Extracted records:
○ ○ ○ ○

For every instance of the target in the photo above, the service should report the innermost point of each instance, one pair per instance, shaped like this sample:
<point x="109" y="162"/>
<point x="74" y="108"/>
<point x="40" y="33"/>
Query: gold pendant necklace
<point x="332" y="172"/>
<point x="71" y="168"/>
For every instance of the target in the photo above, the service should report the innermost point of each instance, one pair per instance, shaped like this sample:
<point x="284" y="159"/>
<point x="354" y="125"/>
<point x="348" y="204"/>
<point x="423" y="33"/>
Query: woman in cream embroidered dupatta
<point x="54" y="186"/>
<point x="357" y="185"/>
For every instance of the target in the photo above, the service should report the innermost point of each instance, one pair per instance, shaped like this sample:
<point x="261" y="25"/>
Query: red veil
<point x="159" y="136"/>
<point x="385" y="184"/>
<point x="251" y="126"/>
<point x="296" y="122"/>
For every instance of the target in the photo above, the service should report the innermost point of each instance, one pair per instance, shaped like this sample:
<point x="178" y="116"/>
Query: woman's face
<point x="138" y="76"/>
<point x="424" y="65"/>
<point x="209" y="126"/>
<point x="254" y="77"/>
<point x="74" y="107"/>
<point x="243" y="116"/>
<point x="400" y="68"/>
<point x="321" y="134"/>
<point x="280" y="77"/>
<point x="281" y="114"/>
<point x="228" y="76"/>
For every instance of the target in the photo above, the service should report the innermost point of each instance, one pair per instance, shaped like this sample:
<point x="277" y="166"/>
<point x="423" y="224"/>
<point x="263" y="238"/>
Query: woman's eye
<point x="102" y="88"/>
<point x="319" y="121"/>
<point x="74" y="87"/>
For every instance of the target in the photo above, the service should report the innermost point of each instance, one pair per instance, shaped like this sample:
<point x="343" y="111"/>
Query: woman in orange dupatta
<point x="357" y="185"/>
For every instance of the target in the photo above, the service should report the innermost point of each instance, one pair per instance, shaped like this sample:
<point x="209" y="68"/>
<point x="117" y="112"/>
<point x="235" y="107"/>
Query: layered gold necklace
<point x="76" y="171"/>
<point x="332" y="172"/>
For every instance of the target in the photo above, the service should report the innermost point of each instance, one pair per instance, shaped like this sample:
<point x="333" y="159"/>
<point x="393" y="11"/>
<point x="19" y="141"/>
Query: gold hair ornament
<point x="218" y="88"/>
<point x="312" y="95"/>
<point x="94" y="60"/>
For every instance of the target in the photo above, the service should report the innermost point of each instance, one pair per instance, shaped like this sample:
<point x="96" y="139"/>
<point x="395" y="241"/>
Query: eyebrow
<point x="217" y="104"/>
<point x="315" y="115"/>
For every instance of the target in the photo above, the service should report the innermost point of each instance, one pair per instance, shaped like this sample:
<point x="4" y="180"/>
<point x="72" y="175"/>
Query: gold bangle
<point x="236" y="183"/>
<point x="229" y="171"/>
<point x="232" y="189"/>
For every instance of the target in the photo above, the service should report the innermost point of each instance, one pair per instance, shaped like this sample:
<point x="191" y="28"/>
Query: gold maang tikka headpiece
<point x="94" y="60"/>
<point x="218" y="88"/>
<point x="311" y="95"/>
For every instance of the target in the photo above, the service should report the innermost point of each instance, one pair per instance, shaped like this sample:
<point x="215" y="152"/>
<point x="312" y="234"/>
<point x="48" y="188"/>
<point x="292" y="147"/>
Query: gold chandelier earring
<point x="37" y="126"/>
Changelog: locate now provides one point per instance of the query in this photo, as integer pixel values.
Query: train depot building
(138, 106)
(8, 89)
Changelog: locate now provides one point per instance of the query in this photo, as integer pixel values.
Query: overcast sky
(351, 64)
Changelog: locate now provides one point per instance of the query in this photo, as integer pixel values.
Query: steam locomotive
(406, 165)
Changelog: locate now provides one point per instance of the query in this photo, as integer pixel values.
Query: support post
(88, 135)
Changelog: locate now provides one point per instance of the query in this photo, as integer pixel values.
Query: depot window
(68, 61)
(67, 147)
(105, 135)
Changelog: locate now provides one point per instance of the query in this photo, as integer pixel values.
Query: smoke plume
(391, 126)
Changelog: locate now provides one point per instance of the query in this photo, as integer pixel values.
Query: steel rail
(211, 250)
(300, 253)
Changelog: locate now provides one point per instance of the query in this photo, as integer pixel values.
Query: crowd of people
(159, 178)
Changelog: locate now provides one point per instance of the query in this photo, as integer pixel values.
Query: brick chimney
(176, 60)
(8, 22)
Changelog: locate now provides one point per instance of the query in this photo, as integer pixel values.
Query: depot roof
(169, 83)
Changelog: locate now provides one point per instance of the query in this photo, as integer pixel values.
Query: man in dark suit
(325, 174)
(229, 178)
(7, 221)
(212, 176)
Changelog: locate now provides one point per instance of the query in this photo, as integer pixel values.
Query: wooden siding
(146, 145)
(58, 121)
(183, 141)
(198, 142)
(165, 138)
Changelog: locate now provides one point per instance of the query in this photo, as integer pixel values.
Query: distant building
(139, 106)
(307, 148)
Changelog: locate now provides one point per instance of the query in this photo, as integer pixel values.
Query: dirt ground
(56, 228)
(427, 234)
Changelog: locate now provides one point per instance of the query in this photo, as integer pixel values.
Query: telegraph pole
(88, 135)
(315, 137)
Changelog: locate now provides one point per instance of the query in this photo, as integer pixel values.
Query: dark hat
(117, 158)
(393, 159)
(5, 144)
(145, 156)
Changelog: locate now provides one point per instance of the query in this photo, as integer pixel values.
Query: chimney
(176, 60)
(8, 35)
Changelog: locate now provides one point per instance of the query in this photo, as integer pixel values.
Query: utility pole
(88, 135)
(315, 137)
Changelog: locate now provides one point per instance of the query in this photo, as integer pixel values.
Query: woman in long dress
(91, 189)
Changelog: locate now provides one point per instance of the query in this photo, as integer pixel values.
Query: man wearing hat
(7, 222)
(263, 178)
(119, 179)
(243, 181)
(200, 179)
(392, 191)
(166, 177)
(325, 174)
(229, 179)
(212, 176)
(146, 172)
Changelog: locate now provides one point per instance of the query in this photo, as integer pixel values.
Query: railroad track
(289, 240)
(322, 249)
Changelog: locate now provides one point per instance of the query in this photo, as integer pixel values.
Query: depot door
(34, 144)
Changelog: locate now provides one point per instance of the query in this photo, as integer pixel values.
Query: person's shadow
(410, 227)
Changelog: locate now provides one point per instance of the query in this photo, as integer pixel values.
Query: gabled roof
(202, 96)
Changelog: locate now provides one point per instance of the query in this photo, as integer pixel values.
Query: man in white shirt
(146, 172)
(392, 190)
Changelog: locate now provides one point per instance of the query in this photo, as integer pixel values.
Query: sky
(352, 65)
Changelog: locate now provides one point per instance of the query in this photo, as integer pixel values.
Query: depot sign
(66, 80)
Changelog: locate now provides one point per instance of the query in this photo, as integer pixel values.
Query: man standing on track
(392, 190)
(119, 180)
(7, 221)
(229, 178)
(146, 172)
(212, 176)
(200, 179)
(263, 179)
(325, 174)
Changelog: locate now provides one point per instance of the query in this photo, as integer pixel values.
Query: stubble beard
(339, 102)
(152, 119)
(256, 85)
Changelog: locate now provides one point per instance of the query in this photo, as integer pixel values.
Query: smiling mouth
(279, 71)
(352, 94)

○ ○ ○ ○

> **Directions for this task**
Would you please transcribe the records above in full and exactly?

> **Answer for the task**
For every instance of the target in the photo above, the service should report the innermost point of each instance, one pair per instance, shaped like this sample:
<point x="109" y="162"/>
<point x="74" y="108"/>
<point x="40" y="33"/>
Query: gold pendant necklace
<point x="332" y="172"/>
<point x="71" y="168"/>
For every instance of the target in the photo above, the service should report the innermost point of each instance, one pair per instance, shaped like this sample:
<point x="284" y="159"/>
<point x="354" y="125"/>
<point x="348" y="204"/>
<point x="423" y="33"/>
Query: woman in cream embroidered dupatta
<point x="54" y="186"/>
<point x="357" y="185"/>
For every instance of the target in the photo above, the service should report the innermost point of each instance, one pair per instance, shaped like this sample:
<point x="261" y="25"/>
Query: red veil
<point x="159" y="136"/>
<point x="385" y="184"/>
<point x="251" y="126"/>
<point x="296" y="122"/>
For every instance of the target in the photo above, the service should report the innermost point of each instance, one pair per instance, shaped like this sample:
<point x="178" y="116"/>
Query: woman's face
<point x="138" y="76"/>
<point x="424" y="65"/>
<point x="209" y="126"/>
<point x="254" y="77"/>
<point x="74" y="107"/>
<point x="243" y="116"/>
<point x="400" y="68"/>
<point x="321" y="134"/>
<point x="280" y="77"/>
<point x="281" y="114"/>
<point x="228" y="76"/>
For every instance of the target in the photo above, the service should report the innermost point of each instance, one pair per instance, shaped like this sample:
<point x="277" y="166"/>
<point x="423" y="224"/>
<point x="263" y="238"/>
Query: woman's eye
<point x="102" y="88"/>
<point x="319" y="121"/>
<point x="74" y="87"/>
For every instance of the target in the photo above, the service should report the innermost point of each instance, one pair per instance, shaped like this sample:
<point x="343" y="111"/>
Query: woman in orange dupatta
<point x="357" y="185"/>
For every instance of the target in the photo above, the service should report the innermost point of each instance, one pair per instance, shaped like this sample:
<point x="209" y="68"/>
<point x="117" y="112"/>
<point x="235" y="107"/>
Query: layered gold necklace
<point x="76" y="171"/>
<point x="332" y="172"/>
For every instance of the target in the photo above, the service should report the innermost point of each instance, one pair per instance, shaped like this sample:
<point x="333" y="159"/>
<point x="393" y="11"/>
<point x="19" y="141"/>
Query: gold hair ornament
<point x="218" y="88"/>
<point x="312" y="95"/>
<point x="94" y="60"/>
For every instance of the target in the photo above, the service should report the innermost point of each instance, one pair per instance, shaped like this sample:
<point x="96" y="139"/>
<point x="395" y="241"/>
Query: eyebrow
<point x="217" y="104"/>
<point x="315" y="115"/>
For every instance of the target in the photo above, the service should report the innermost point of each instance, one pair per instance, shaped like this sample:
<point x="4" y="180"/>
<point x="72" y="175"/>
Query: gold bangle
<point x="236" y="183"/>
<point x="229" y="171"/>
<point x="232" y="189"/>
For every instance of the target in the photo above, the service should report the innermost point of each instance, one pair per instance, shaped like this sample:
<point x="191" y="28"/>
Query: gold maang tikka headpiece
<point x="94" y="60"/>
<point x="218" y="88"/>
<point x="311" y="95"/>
For every instance of the target in the photo above, the service should report the innermost point of each instance, one pair per instance, shaped like this sample:
<point x="215" y="152"/>
<point x="312" y="234"/>
<point x="48" y="188"/>
<point x="292" y="147"/>
Query: gold chandelier earring
<point x="37" y="126"/>
Changelog: locate now provides one point per instance of the query in this photo, as integer pixel values.
Query: train depot building
(138, 106)
(8, 89)
Changelog: locate now provides one point per instance of the query in this photo, as integer pixel values.
Query: overcast sky
(351, 64)
Changelog: locate now provides one point per instance of the query in this photo, as integer pixel values.
Query: steam locomotive
(406, 165)
Changelog: locate now provides one point per instance of the query in this photo, as integer pixel values.
Query: support post
(88, 135)
Changelog: locate now provides one point per instance of the query in this photo, as integer pixel values.
Query: depot window
(68, 61)
(67, 147)
(105, 135)
Changelog: locate now provides one point per instance of the query in this photo, as integer pixel values.
Query: smoke plume
(391, 126)
Changelog: locate now provides one point per instance of the query in this photo, as integer pixel values.
Query: steel rail
(211, 250)
(300, 253)
Changelog: locate now provides one point per instance of the query in this photo, as integer pixel values.
Query: crowd of people
(159, 178)
Changelog: locate now provides one point per instance of the query in this photo, as integer pixel values.
Query: brick chimney
(176, 60)
(8, 22)
Changelog: locate now provides one point per instance of the query in this photo, as integer pixel values.
Query: depot roof
(169, 83)
Changelog: locate now provides one point per instance of the query in this photo, as integer pixel values.
Query: man in dark suit
(325, 174)
(229, 178)
(7, 221)
(212, 176)
Changelog: locate now provides one point per instance of the query in this photo, as integer pixel values.
Query: wooden siding
(146, 145)
(58, 121)
(183, 141)
(198, 142)
(165, 138)
Changelog: locate now provides one point per instance of the query in this photo, as integer pixel values.
Query: distant building
(139, 106)
(307, 148)
Changelog: locate now provides one point per instance of the query in this photo, as integer pixel values.
Query: dirt ground
(56, 228)
(427, 234)
Changelog: locate now provides one point per instance of the query in this photo, as integer pixel values.
Query: telegraph pole
(88, 135)
(315, 137)
Changelog: locate now provides one point per instance of the query in this photo, as integer pixel values.
Query: dark hat
(117, 158)
(393, 159)
(5, 144)
(145, 156)
Changelog: locate now provides one point per instance of the query in this photo, as integer pixel values.
Query: chimney
(176, 60)
(8, 35)
Changelog: locate now provides one point per instance of the query in this photo, as integer pixel values.
Query: utility pole
(88, 135)
(315, 137)
Changelog: locate now provides one point per instance of the query in this photo, as integer pixel values.
Query: woman in long dress
(91, 189)
Changelog: locate now provides one point per instance of the query in this photo, as integer pixel values.
Query: man wearing hat
(7, 222)
(263, 178)
(119, 179)
(243, 181)
(200, 179)
(392, 191)
(166, 177)
(325, 174)
(229, 179)
(212, 176)
(146, 172)
Changelog: locate now provides one point per instance of the query in this photo, as integer pixel values.
Query: railroad track
(289, 240)
(322, 249)
Changelog: locate now provides one point per instance of the query in this photo, as integer pixel values.
Query: depot door
(34, 144)
Changelog: locate now provides one point per instance of the query in this photo, as integer pixel values.
Query: person's shadow
(410, 227)
Changelog: locate now provides one point per instance of the query in this photo, as integer pixel values.
Query: gabled roof
(202, 96)
Changelog: locate now provides one point per instance of the query in this photo, as integer pixel values.
Query: man in white shirt
(146, 172)
(392, 190)
Changelog: locate now provides one point per instance of the query in this photo, as integer pixel values.
Query: sky
(352, 65)
Changelog: locate now provides one point per instance of the query in this photo, as integer pixel values.
Query: depot sign
(66, 80)
Changelog: locate now provides one point per instance of the query in this photo, as integer pixel values.
Query: man standing on track
(392, 190)
(119, 180)
(7, 221)
(229, 178)
(146, 172)
(212, 176)
(200, 179)
(263, 179)
(325, 174)
Changelog: locate now provides one point per instance of the query in this photo, as integer pixel values.
Query: stubble beard
(339, 102)
(152, 119)
(256, 85)
Changelog: locate now provides one point per instance of the query in this photo, as integer pixel values.
Query: smiling mouth
(279, 71)
(352, 94)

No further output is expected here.